***** Study text

# cooked veggies



## sir prince (Oct 25, 2017)

Ok let me have it good and bad. Recently I was making home made pot pies I gave sir Prince some of the cooked veggies cooled down of course he seemed to love them. Give me your opinions


----------



## JoesMum (Oct 25, 2017)

Probably does no harm as long as no salt of sugar is added in the cooking. However, cooking does remove some of the nutrients so they are better served raw.

Also,tearing at crisp raw foods he!ps with keeping the beak in shape. Mushy cooked foods are too easy to eat.


----------



## sir prince (Oct 25, 2017)

Very good points. Maybe that's why he seemed to like them so much cause easy to...thanks good advice


----------



## wellington (Oct 25, 2017)

Not if you add anything to the cooking of them. Give raw or steamed but not on a daily basis


----------



## Tom (Oct 25, 2017)

sir prince said:


> Ok let me have it good and bad. Recently I was making home made pot pies I gave sir Prince some of the cooked veggies cooled down of course he seemed to love them. Give me your opinions


Depends on which veggies.

Carrots are too high in sugar, but a small amount once in a while is okay.

Peas are high in protein, but again, small amount once in a while can be good for them. Just make sure the tortoise is well hydrated with a higher protein intake.

What other veggies did you offer?


----------



## sir prince (Oct 25, 2017)

Tom said:


> Depends on which veggies.
> 
> Carrots are too high in sugar, but a small amount once in a while is okay.
> 
> ...


It was mostly green beans cause I hand fed. I steamed a small amount of cauliflower & broccoli today. He didn't touch ate the raw leafy veggie blend always available to him. Guess they know best. Silly torts ❤


----------



## no one (Oct 26, 2017)

Broccoli is not good for Tortoises.


----------



## JoesMum (Oct 26, 2017)

Beans are high in protein and shouldn’t be fed. The leaves of the plant are OK
http://www.thetortoisetable.org.uk/plant-database/viewplants/?plant=494&c=8#.WfGTBzPTWEc

Broccoli and Cauliflower shouldn’t be fed. 

http://www.thetortoisetable.org.uk/plant-database/viewplants/?plant=623&c=8#.WfGTMTPTWEc

Keep those for the humans. 

Check foods for suitability by searching in the Tortoise Table Plant Database 
http://www.thetortoisetable.org.uk/


----------



## Tom (Oct 26, 2017)

**********

▸ Work request
Name every distinct username that has a post in the forum thread about cooked vegetables, counting each one only once. The listing that comes next is not required for the task.

***** Provided records

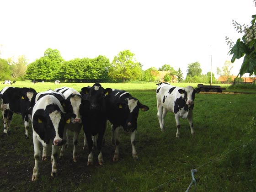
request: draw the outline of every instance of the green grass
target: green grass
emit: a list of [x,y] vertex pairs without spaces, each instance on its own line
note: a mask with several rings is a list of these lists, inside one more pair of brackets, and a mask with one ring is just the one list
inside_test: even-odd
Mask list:
[[[197,84],[191,84],[197,86]],[[55,85],[45,82],[33,85],[17,82],[14,85],[32,87],[40,92],[63,86],[79,91],[81,88],[92,85]],[[189,84],[175,85],[185,86]],[[64,160],[58,165],[59,175],[56,178],[50,176],[49,151],[48,160],[40,162],[39,180],[32,182],[34,164],[32,130],[29,131],[29,140],[26,140],[21,117],[15,114],[11,134],[4,134],[2,130],[0,133],[0,191],[184,192],[191,181],[190,170],[197,168],[197,192],[255,191],[255,148],[246,147],[248,143],[255,143],[253,134],[249,137],[246,131],[248,127],[255,128],[251,123],[256,115],[254,89],[250,90],[254,94],[197,94],[193,111],[195,135],[191,135],[187,121],[181,120],[181,136],[176,139],[173,114],[169,113],[165,117],[165,132],[160,130],[156,116],[155,83],[102,85],[104,88],[128,91],[149,107],[148,112],[140,111],[138,118],[136,149],[139,160],[132,158],[129,135],[122,133],[120,159],[112,162],[114,149],[110,142],[108,125],[102,149],[103,166],[97,164],[96,151],[94,165],[86,165],[88,153],[82,149],[82,132],[78,145],[79,161],[73,162],[70,140]],[[0,85],[0,89],[3,87]],[[226,87],[227,91],[234,90]],[[238,91],[236,92],[248,92],[243,88]],[[193,190],[192,187],[191,191]]]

**********

▸ Expected answer
sir prince, JoesMum, wellington, Tom, no one